Work task:
Give the number of lines in these entries that contain the string "below", with no further comment.
[Listed records — start]
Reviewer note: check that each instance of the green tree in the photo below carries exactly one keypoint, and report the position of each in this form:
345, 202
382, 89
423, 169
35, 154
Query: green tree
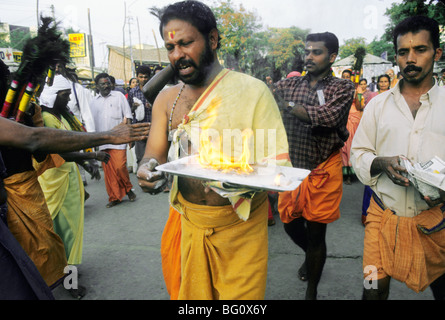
239, 31
350, 47
17, 39
377, 47
285, 50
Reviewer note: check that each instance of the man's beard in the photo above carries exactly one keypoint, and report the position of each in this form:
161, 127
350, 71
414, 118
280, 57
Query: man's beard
420, 77
200, 73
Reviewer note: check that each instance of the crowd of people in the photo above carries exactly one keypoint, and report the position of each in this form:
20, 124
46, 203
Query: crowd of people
215, 242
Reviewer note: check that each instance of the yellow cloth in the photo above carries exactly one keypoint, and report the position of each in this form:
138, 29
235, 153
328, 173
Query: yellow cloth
222, 256
397, 247
30, 222
64, 194
236, 101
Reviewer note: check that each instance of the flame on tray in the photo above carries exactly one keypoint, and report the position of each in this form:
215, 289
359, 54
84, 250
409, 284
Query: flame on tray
210, 155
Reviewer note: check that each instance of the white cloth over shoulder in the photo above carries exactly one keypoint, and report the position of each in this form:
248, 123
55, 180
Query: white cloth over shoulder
49, 93
79, 105
109, 112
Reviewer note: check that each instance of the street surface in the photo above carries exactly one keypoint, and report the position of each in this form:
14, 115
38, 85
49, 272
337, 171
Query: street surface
121, 253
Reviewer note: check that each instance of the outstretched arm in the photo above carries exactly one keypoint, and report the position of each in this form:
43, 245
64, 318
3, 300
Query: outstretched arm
51, 140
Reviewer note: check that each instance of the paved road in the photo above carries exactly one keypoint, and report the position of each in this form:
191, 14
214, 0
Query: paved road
121, 258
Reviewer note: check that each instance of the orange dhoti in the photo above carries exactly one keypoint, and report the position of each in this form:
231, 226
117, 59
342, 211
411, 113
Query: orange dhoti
171, 253
222, 256
117, 178
29, 220
318, 197
411, 250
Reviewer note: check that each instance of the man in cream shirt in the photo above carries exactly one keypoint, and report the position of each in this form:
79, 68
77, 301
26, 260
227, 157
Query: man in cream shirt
108, 109
408, 120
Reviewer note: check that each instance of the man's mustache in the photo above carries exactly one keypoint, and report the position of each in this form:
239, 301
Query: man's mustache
412, 68
184, 62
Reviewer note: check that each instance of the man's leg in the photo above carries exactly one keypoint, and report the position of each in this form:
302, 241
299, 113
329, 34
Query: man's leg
296, 229
438, 288
381, 293
315, 256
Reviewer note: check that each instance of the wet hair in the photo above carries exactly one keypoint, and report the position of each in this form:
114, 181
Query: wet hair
415, 24
330, 40
347, 71
194, 12
143, 70
100, 76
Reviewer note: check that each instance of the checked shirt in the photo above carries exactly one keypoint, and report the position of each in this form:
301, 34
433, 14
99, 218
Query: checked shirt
328, 109
137, 92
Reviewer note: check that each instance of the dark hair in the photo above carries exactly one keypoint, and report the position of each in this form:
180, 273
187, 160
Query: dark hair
100, 76
158, 68
194, 12
143, 70
415, 24
383, 76
330, 40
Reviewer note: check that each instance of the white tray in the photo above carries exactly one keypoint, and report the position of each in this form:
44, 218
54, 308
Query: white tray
262, 178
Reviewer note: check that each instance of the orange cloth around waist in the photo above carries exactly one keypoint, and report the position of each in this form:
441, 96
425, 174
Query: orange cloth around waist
171, 253
318, 197
222, 256
395, 246
30, 222
117, 178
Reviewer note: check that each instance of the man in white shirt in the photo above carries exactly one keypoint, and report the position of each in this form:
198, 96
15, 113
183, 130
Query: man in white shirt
405, 231
110, 108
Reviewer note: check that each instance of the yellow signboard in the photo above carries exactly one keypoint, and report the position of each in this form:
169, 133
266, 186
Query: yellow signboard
77, 45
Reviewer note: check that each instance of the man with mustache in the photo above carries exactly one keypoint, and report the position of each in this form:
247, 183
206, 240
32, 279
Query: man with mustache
109, 108
315, 111
213, 246
404, 233
143, 74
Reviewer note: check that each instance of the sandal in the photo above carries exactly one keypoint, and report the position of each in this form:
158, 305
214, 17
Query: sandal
113, 203
131, 195
302, 272
78, 293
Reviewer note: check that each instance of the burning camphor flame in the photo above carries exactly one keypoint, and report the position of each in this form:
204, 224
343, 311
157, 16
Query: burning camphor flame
210, 155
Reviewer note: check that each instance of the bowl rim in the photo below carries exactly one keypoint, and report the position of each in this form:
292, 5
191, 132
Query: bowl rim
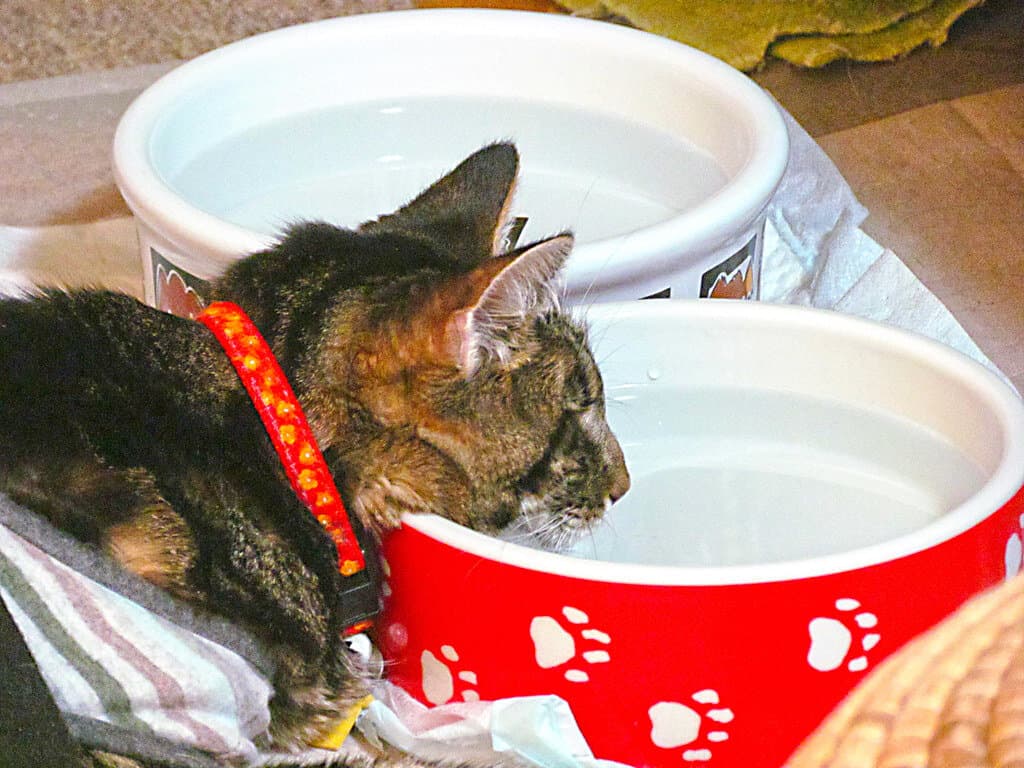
1005, 482
714, 220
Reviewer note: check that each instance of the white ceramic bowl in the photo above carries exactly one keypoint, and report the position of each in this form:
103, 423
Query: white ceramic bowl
660, 158
810, 491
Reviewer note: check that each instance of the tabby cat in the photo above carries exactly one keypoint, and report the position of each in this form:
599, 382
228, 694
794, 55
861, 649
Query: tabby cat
436, 372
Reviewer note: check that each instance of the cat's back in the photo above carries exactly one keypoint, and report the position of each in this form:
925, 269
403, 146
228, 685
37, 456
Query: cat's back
68, 355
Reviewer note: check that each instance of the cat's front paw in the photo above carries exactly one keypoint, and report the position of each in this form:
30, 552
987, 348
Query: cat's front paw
381, 503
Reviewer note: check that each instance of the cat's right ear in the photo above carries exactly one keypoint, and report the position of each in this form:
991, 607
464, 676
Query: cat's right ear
509, 292
463, 214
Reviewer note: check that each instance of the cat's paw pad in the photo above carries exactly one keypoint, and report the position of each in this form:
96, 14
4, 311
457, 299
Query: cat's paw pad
578, 646
440, 683
845, 638
1013, 555
697, 725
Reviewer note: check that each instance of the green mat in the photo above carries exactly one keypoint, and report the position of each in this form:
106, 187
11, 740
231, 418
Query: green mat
810, 33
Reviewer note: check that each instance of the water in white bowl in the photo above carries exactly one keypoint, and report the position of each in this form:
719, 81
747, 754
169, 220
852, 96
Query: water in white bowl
596, 173
733, 477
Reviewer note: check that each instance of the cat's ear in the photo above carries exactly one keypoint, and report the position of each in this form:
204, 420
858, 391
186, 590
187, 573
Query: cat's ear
463, 214
511, 290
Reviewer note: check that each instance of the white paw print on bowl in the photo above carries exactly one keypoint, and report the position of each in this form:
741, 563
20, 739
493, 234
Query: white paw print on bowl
1013, 555
556, 643
696, 725
844, 638
440, 680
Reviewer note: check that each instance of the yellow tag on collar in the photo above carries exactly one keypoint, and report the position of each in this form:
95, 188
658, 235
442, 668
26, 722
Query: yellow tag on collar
334, 738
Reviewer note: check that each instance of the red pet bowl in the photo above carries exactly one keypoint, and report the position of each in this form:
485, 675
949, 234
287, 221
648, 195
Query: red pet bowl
809, 493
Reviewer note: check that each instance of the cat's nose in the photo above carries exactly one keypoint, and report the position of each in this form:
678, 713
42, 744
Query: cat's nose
620, 485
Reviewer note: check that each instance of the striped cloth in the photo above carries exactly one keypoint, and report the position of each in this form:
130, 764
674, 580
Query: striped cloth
121, 673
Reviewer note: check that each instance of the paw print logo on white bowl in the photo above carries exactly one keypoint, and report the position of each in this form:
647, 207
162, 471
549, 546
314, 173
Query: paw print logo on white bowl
844, 638
697, 725
1013, 555
440, 680
556, 643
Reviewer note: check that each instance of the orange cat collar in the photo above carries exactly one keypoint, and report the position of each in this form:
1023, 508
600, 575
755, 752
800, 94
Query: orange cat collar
287, 425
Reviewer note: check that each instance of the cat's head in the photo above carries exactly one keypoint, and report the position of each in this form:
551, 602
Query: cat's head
439, 373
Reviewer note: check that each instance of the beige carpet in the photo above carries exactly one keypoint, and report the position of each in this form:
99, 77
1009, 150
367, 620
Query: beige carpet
45, 38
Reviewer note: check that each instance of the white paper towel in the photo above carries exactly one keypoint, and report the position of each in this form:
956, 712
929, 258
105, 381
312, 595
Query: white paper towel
814, 254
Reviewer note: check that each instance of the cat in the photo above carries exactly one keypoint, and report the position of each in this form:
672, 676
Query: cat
438, 375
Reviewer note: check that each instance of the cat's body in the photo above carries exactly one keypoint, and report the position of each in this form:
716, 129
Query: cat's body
437, 376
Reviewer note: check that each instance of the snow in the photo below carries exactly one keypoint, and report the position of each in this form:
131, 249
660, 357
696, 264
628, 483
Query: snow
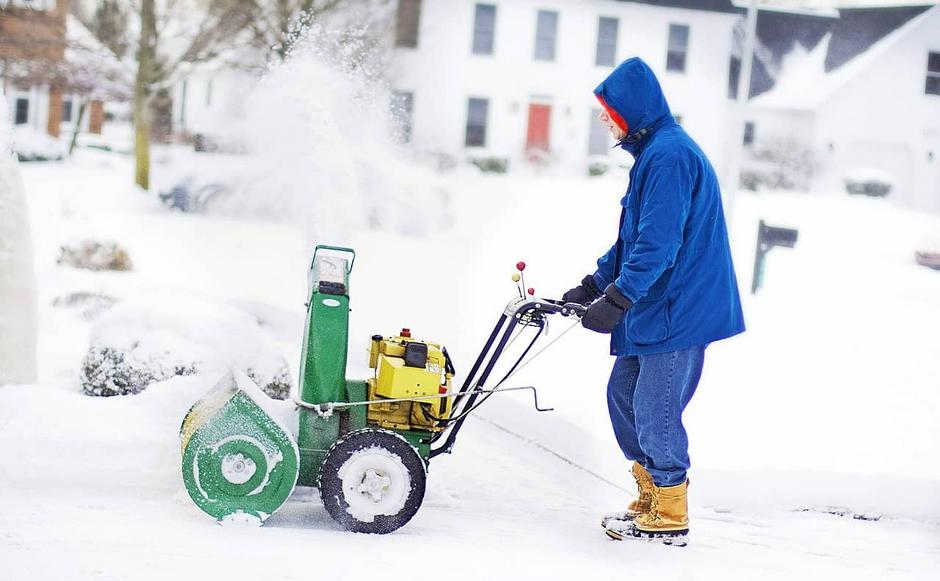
[Listed records — finish]
Solution to this exercise:
3